6- Por escrito datado de 13 de Fevereiro de 2008 e pela ré nesta data recepcionado, junto por cópia a fls. 53 a 55, a autora comunicou àquela “Venho por este meio proceder à resolução, com efeitos imediatos, do contrato de trabalho que mantenho com V.exas., com fundamento na violação culposa por parte dessa empresa dos meus direitos e garantias legalmente consagrados e que tornam inviável a manutenção do contrato de trabalho, nos termos e ao abrigo do disposto nos artigos 441º, n.º 1 e 2 e 442º, n.º 1, ambos do Código do Trabalho, e pelas razões que passo a descrever:

   a) De acordo com o contrato de trabalho que até à presente data mantive com essa empresa, obriguei-me à prestação de trabalho com a duração semanal de 40 horas, distribuídas por cinco dias úteis, com o horário de trabalho diário das 09h00 horas às 18.00 horas com interrupção de uma hora para almoço;

   b) As funções exercidas até Abril de 2005 foram as inerentes à categoria profissional de vendedor, devendo assegurar as funções de responsável pela promoção dos produtos, nos Hospitais indicados pelo empregador. Depois daquela data acumulei aquelas funções de vendedor em clientes directos com a função de Regional Manager Sales & Marketing, devendo assegurar a gestão dos segmentos Anca, Coluna, Extremidades e OSP, bem como a coordenação de 2 vendedores a partir do 1º semestre de 2006, data em que seria admitido mais um vendedor. No entanto, por falta de vendedores ou porque V. Exas. nunca os quiseram admitir, foi necessário que continuasse até à presente data a ter a função de vendedora em clientes directos.
■ ■ ■ ■ ■ ■ ■
[Instruções e requisitos] No texto sobre a resolução do contrato de trabalho, qual era o horário de trabalho diário da autora?

[Secção de dados]
■ ■ ■ ■ ■ ■ ■
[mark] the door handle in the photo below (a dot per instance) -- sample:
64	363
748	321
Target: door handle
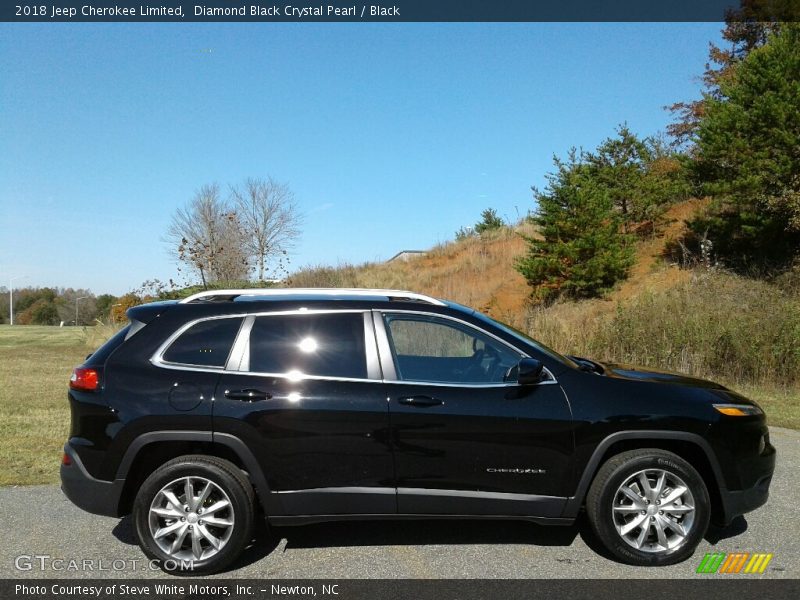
■ ■ ■ ■ ■ ■ ■
[Resposta completa] Das 09h00 às 18h00, com uma hora de interrupção para almoço.